» **Provided records**
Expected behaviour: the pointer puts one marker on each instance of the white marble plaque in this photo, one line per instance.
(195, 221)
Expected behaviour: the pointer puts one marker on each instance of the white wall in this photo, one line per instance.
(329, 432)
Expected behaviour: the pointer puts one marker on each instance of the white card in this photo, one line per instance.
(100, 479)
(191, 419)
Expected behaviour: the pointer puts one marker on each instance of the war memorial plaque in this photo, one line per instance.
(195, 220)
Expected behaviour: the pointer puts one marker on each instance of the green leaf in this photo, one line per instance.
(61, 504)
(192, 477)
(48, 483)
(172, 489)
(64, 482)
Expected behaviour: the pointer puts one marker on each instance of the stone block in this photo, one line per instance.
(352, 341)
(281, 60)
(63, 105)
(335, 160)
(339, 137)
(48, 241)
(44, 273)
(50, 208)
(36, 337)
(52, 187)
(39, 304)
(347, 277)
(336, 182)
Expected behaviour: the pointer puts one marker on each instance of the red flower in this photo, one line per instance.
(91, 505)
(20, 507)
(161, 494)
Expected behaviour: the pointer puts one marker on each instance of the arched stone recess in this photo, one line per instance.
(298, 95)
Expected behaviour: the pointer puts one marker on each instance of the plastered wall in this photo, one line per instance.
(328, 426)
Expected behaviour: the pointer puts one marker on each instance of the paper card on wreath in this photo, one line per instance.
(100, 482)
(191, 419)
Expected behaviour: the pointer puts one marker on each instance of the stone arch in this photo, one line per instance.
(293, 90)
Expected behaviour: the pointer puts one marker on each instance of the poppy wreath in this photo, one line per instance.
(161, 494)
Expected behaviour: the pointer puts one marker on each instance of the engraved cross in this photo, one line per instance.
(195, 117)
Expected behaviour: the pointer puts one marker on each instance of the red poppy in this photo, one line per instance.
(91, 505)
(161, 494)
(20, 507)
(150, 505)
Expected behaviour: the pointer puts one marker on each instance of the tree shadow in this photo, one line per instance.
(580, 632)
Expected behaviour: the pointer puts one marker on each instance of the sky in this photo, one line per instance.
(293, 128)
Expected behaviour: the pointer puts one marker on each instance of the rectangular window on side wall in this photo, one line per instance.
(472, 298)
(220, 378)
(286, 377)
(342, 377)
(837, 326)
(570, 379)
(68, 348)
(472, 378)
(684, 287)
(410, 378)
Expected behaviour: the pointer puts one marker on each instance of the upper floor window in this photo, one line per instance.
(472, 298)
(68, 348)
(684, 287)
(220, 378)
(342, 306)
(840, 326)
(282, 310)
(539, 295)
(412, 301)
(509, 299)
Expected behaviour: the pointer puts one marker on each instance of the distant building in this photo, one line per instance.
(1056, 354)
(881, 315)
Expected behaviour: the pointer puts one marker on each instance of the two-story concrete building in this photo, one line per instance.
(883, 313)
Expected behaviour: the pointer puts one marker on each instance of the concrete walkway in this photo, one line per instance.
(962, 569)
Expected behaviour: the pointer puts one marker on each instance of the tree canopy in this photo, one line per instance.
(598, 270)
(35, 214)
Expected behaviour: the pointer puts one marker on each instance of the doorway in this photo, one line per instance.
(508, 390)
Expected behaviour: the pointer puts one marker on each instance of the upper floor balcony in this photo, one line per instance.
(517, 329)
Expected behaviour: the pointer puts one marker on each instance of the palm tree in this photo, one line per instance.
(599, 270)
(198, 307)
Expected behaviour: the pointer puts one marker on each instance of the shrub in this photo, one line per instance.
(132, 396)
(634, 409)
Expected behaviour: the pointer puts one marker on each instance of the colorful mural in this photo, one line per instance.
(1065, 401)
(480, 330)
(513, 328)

» **What you should do**
Using the listing above, print every entry exactly.

» **Solved exercise**
Expected behaviour: the pointer puts one marker on each instance of the white marble plaque in this photo, one line per instance.
(195, 221)
Expected behaviour: the pointer puts one marker on each instance of the white wall in this photo, one line per instance.
(329, 432)
Expected behaviour: the pointer puts one marker on each instance of the white card in this photo, one line per instance.
(100, 479)
(191, 419)
Expected behaviour: the pointer puts one marker on each instance of the war memorial plaque in this photo, one line per instance.
(195, 220)
Expected behaviour: the pointer puts one marker on each instance of the green leaf in this photo, one line per instance.
(61, 504)
(192, 477)
(48, 483)
(172, 489)
(64, 482)
Expected behaviour: the pointer puts one marker on each instance of the stone block in this photo, one line per instance.
(352, 341)
(281, 60)
(63, 105)
(335, 160)
(339, 137)
(48, 241)
(44, 273)
(50, 208)
(36, 337)
(52, 187)
(39, 304)
(347, 277)
(336, 182)
Expected behaviour: the pointer puts one marker on each instance of the red flower in this photo, one line per instance.
(91, 505)
(20, 507)
(161, 494)
Expected behaviour: the pointer puts one marker on each instance of the arched stone recess in this photo, one line per instance.
(298, 95)
Expected behaviour: the pointer puts one marker on each instance of the plastered wall in this photo, one line per instance.
(328, 426)
Expected behaviour: the pointer puts one marker on each instance of the paper card on wreath in this photo, one line per instance.
(100, 482)
(191, 419)
Expected behaviour: the pointer puts one marker on each instance of the stone arch in this photo, one line per instance.
(293, 90)
Expected behaviour: the pointer puts one marker on each instance of the poppy wreath in this photo, one line per instance.
(161, 494)
Expected behaviour: the pointer puts one marker on each instance of the engraved cross in this photo, one line per instance.
(195, 117)
Expected behaviour: the pointer puts one marker on each instance of the red poppy in this photo, one line per instance.
(91, 505)
(161, 494)
(20, 507)
(150, 505)
Expected behaviour: the pointer puts one marker on each instance of the tree shadow in this photo, one line per instance.
(580, 632)
Expected behaviour: the pointer puts one marker on each instance of the sky in this photo, one line per instance.
(293, 128)
Expected behaviour: the pointer puts one marker on each instance of the rectangular window on side wall in this photo, one line per instance.
(472, 298)
(220, 378)
(286, 377)
(342, 377)
(837, 326)
(570, 379)
(68, 348)
(472, 378)
(684, 287)
(410, 378)
Expected behaviour: the pointer puts one marker on each instance of the upper floor window in this photo, one line per instance.
(472, 298)
(68, 348)
(684, 287)
(220, 378)
(342, 306)
(840, 326)
(282, 310)
(539, 295)
(412, 301)
(509, 299)
Expected behaviour: the pointer puts one marker on each instance of the distant building in this photo, one line per instance.
(1056, 354)
(881, 315)
Expected behaviour: the pointer puts one marker on each instance of the two-story concrete building in this photo, one line per instance.
(883, 313)
Expected behaviour: the pointer puts one marker on each instance of the concrete walkway in this photo, one line per instance.
(962, 569)
Expected behaviour: the pointer puts one marker on each instance of the tree canopy in this photo, one line per instance.
(598, 270)
(35, 214)
Expected behaviour: the pointer puts one marker on each instance of the doorway in this photo, one line per instance.
(508, 390)
Expected behaviour: the pointer puts one marker on each instance of the upper floor balcony in this photo, one line per instance.
(517, 329)
Expected behaviour: the pointer puts one marker on each instance of the palm tree in this photo, one line per instance.
(599, 270)
(198, 307)
Expected behaviour: the pointer puts one marker on each instance of the shrub in this photo, one line per instance.
(132, 396)
(634, 409)
Expected behaviour: the pointer puts one marker on each instance of the colorful mural in this photo, one line per instance.
(1065, 401)
(480, 330)
(513, 328)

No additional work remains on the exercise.